EXERCISE >>
Would you repeat each of the lines below exactly?

(Stored dataset items)

------------------------------------------------------------------------

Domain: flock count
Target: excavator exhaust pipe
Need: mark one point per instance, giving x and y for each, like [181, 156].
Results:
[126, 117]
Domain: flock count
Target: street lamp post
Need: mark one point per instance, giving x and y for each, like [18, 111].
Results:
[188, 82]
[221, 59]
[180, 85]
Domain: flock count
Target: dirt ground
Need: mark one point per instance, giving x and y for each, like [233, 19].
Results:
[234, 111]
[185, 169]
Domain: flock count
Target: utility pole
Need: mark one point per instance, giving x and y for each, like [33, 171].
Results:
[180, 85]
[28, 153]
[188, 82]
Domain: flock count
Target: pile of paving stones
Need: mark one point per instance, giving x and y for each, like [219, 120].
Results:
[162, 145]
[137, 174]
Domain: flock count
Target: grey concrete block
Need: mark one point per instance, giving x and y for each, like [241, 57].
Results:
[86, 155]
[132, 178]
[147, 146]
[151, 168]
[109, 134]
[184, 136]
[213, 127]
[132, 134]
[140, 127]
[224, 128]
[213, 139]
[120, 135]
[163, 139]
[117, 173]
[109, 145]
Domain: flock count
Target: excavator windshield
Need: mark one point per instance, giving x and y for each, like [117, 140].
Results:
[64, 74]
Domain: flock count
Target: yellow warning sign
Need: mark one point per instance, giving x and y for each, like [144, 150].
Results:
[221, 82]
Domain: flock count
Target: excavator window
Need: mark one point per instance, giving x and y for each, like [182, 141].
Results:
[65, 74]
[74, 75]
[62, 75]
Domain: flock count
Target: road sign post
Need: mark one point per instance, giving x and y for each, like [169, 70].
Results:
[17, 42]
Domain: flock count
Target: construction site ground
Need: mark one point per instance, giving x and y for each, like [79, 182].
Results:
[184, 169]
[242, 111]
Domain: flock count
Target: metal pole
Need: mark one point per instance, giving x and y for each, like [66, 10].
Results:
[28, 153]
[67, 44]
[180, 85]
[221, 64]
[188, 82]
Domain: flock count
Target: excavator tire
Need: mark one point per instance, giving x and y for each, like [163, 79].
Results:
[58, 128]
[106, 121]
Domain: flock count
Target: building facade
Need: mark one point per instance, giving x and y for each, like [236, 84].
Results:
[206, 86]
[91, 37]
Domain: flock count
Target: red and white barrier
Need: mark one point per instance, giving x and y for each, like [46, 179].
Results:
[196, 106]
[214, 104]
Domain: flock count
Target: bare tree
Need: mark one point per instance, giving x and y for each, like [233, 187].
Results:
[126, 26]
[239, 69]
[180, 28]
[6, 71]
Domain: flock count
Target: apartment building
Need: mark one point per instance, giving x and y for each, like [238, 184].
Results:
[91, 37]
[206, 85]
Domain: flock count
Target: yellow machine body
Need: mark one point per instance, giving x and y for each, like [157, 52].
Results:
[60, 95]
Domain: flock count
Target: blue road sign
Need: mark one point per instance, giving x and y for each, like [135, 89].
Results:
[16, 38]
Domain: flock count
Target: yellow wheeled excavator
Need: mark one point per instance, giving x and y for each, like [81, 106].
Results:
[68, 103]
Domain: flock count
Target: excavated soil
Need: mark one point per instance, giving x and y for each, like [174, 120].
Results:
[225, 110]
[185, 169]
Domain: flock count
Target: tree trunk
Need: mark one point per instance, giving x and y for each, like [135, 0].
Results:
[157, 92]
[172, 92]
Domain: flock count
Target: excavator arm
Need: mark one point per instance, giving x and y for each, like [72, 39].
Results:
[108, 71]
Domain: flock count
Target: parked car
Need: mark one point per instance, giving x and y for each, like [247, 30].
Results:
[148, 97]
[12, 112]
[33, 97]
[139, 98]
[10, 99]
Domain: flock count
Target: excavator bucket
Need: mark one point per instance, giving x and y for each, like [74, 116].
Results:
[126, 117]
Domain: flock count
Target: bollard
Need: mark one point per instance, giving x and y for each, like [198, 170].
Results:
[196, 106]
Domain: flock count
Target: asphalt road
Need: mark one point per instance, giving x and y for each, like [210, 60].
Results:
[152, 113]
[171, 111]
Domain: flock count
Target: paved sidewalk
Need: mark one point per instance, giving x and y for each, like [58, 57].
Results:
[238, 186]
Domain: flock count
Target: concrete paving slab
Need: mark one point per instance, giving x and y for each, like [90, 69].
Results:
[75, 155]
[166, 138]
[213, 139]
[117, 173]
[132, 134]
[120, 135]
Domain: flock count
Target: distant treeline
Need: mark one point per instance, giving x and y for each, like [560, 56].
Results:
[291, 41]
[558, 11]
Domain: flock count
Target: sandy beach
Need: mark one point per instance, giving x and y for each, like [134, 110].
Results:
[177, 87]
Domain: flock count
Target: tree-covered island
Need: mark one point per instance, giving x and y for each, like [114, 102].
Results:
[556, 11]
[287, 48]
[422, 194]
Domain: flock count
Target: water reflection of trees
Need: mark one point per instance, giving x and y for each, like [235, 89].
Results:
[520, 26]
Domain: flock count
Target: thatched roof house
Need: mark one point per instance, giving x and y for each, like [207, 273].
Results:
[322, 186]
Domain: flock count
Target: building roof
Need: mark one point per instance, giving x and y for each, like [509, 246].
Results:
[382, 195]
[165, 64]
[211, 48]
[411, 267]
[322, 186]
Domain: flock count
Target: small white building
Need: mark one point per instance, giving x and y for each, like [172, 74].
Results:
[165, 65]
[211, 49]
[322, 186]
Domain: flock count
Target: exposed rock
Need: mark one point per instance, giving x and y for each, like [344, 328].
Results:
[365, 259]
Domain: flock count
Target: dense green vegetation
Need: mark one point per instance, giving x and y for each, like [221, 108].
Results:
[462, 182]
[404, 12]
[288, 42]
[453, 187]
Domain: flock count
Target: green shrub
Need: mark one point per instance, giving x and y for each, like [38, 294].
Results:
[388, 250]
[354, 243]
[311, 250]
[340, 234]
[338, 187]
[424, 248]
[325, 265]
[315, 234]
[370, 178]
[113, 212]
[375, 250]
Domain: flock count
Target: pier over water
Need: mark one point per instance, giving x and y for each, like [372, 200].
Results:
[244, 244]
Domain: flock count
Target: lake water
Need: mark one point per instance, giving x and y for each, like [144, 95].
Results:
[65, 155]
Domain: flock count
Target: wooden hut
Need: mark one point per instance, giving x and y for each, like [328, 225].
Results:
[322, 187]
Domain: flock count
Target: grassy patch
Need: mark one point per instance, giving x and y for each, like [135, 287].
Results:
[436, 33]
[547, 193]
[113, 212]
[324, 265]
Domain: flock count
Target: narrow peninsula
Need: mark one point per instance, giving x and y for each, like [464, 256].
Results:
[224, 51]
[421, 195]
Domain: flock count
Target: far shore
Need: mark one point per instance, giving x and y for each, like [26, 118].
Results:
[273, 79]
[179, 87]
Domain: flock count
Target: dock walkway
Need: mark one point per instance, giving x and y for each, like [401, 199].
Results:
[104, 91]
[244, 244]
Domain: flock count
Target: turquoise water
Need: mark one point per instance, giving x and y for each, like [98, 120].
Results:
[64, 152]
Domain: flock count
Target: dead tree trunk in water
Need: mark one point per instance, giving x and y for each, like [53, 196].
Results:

------------------------------------------------------------------------

TASK SOLUTION >>
Domain: flock count
Target: excavator exhaust pipe
Need: mark one point per instance, giving x and y for each, like [181, 156].
Results:
[126, 117]
Domain: flock count
Target: street lamp post
Need: mark one point per instance, giving x and y for each, like [18, 111].
Results:
[188, 82]
[221, 59]
[180, 85]
Domain: flock count
Target: dirt ground
Need: mark one point per instance, giving x and y for each, like [233, 19].
Results:
[234, 111]
[185, 169]
Domain: flock count
Target: utility pole
Need: mark one point per instance, giving x and y for each, like [33, 171].
Results:
[180, 85]
[28, 153]
[188, 82]
Domain: flock count
Target: pile of paving stones
Need: mark one point per instance, giving x and y for each, like [219, 120].
Results:
[162, 145]
[137, 174]
Domain: flock count
Target: grey concrete block
Need: mark one point per instance, giving x and y for each, like [241, 57].
Results:
[86, 155]
[132, 178]
[147, 146]
[151, 168]
[109, 134]
[184, 136]
[213, 127]
[132, 134]
[140, 127]
[224, 128]
[213, 139]
[120, 135]
[163, 139]
[117, 173]
[109, 145]
Domain: flock count
Target: excavator windshield
Need: mark one point per instance, giving x and y for each, like [117, 140].
Results:
[64, 74]
Domain: flock count
Target: yellow warning sign
Need: mark one point per instance, giving x and y for each, like [144, 150].
Results:
[221, 82]
Domain: flock count
Target: excavator window
Need: mark one point per instance, giving x and y for each, like [182, 141].
Results:
[65, 74]
[74, 75]
[62, 75]
Domain: flock count
Target: road sign post
Need: mark one point per instance, giving x and y for each, like [169, 70].
Results:
[17, 42]
Domain: flock count
Target: construction site ground
Need: mark one point per instance, giving x and y for each, like [79, 182].
Results:
[184, 169]
[242, 111]
Domain: flock count
Target: metal pole
Need: mark one point per instance, giving x and y for each, like [66, 10].
Results:
[28, 153]
[67, 44]
[180, 85]
[221, 64]
[188, 82]
Domain: flock count
Target: excavator tire
Need: mark one point per instance, giving x and y for each, like [163, 79].
Results:
[58, 128]
[106, 121]
Domain: flock count
Target: building facade
Need: mark one point per instance, giving x and y for each, like [236, 84].
Results:
[206, 86]
[91, 37]
Domain: flock count
Target: red and white barrier
Need: mark one point per instance, giving x and y for each, like [46, 179].
Results:
[196, 106]
[214, 104]
Domain: flock count
Target: bare tree
Need: mark one point per instance, giving x and y for each, like [233, 187].
Results:
[126, 26]
[239, 69]
[180, 28]
[6, 71]
Domain: flock count
Target: apartment building
Need: mark one point per instance, giving x and y for each, like [238, 184].
Results:
[91, 37]
[206, 85]
Domain: flock count
Target: yellow machine body
Need: mark one point per instance, giving x and y for each, like [157, 52].
Results:
[60, 95]
Domain: flock count
Target: blue road sign
Need: mark one point per instance, giving x and y for each, like [135, 89].
Results:
[16, 38]
Domain: flock count
Target: yellow wheeled excavator
Need: mark one point per instance, giving x and y for each, like [81, 106].
Results:
[68, 103]
Domain: flock count
Target: excavated soil
Need: mark one point per instance, giving x and y for each, like [174, 120].
Results:
[225, 110]
[185, 169]
Domain: flock count
Target: tree trunk
Need: mark one point per instance, giving x and y for each, like [135, 0].
Results:
[157, 92]
[172, 92]
Domain: flock count
Target: excavator arm
Need: mark one point per instance, giving x and y for each, like [72, 39].
Results:
[108, 71]
Domain: flock count
Target: parked car
Need: mark one point per instance, giving x and y for each, like [247, 30].
Results:
[148, 97]
[12, 112]
[33, 97]
[139, 98]
[10, 99]
Domain: flock count
Target: excavator bucket
Need: mark one point per instance, giving x and y for each, like [74, 116].
Results:
[126, 117]
Domain: flock count
Target: bollard
Need: mark one point per instance, giving x and y for each, like [198, 170].
Results:
[196, 106]
Domain: flock count
Target: asphalt road
Need: mark one point per instance, giving x and y for each, like [210, 60].
Results:
[152, 113]
[171, 111]
Domain: flock count
Target: paved sidewalk
Need: mark one point per instance, giving x and y for each, like [58, 57].
Results:
[238, 186]
Domain: flock count
Target: concrete paving slab
Need: mark one point per instance, giving x and y for each, like [90, 69].
Results:
[75, 155]
[166, 138]
[213, 139]
[117, 173]
[132, 134]
[120, 135]
Domain: flock count
Target: distant treeline
Need: mark one point per instance, giving x and y for each, like [560, 56].
Results:
[291, 41]
[558, 11]
Domain: flock count
Target: sandy beach
Need: mark one point per instance, giving x and y for each, like [134, 110].
Results:
[177, 87]
Domain: flock count
Target: tree-covered island
Need: mark one point per instance, giving x and y for each, like [114, 102].
Results:
[556, 11]
[287, 48]
[422, 194]
Domain: flock count
Target: water reflection of trees
Need: mark one point per instance, giving x and y for each, like [235, 89].
Results:
[520, 26]
Domain: flock count
Target: thatched roof house
Need: mark one point per instance, giving x and y for each, like [207, 273].
Results:
[322, 186]
Domain: flock count
Target: building roof
Need: mark one point per instance, giving x and y for each, like [509, 246].
Results:
[382, 195]
[165, 64]
[211, 48]
[411, 267]
[322, 186]
Domain: flock count
Target: small white building
Need: mark one point per instance, giving x and y for each, like [172, 74].
Results:
[165, 65]
[211, 49]
[322, 186]
Domain: flock count
Target: exposed rock
Need: mark one point per instance, giving x and y for each, like [344, 328].
Results:
[365, 259]
Domain: flock count
Target: dense green vegetation
Need: mark one point per instance, giving x and y for each, like [221, 108].
Results:
[462, 182]
[404, 12]
[288, 42]
[453, 187]
Domain: flock count
Target: green shrub
Need: mark one point per instance, giving x and y for each, like [38, 294].
Results:
[388, 250]
[354, 243]
[311, 250]
[340, 234]
[338, 187]
[424, 248]
[325, 265]
[315, 234]
[370, 178]
[113, 212]
[375, 250]
Domain: flock count
Target: pier over water
Need: mark one point per instance, giving x and y for each, like [372, 200].
Results:
[244, 244]
Domain: flock count
Target: lake water
Need: mark one point per instance, giving x and y for each, like [144, 95].
Results:
[65, 155]
Domain: flock count
Target: wooden hut
Need: mark one point per instance, giving x and y for each, like [328, 225].
Results:
[322, 187]
Domain: flock count
Target: grassy patch
Need: mark one point per instance, giving x and y for each, like [135, 287].
Results:
[436, 33]
[547, 193]
[113, 212]
[324, 265]
Domain: flock count
Target: narrow peninsula
Need: mark one point per instance, giving x and y for each, like [464, 256].
Results:
[224, 51]
[421, 195]
Domain: flock count
Target: far shore
Need: mark one point per instance, giving x and y for each, like [26, 118].
Results:
[273, 79]
[179, 87]
Domain: flock count
Target: dock walkway
Need: mark one point per instance, giving x and y for each, like [401, 199].
Results:
[104, 91]
[244, 244]
Domain: flock count
Target: turquoise water
Need: mark one point per instance, giving x and y for each, like [98, 120].
Results:
[64, 152]
Domain: flock count
Target: dead tree trunk in water
Need: mark one point per instance, giving x and y for each, like [53, 196].
Results:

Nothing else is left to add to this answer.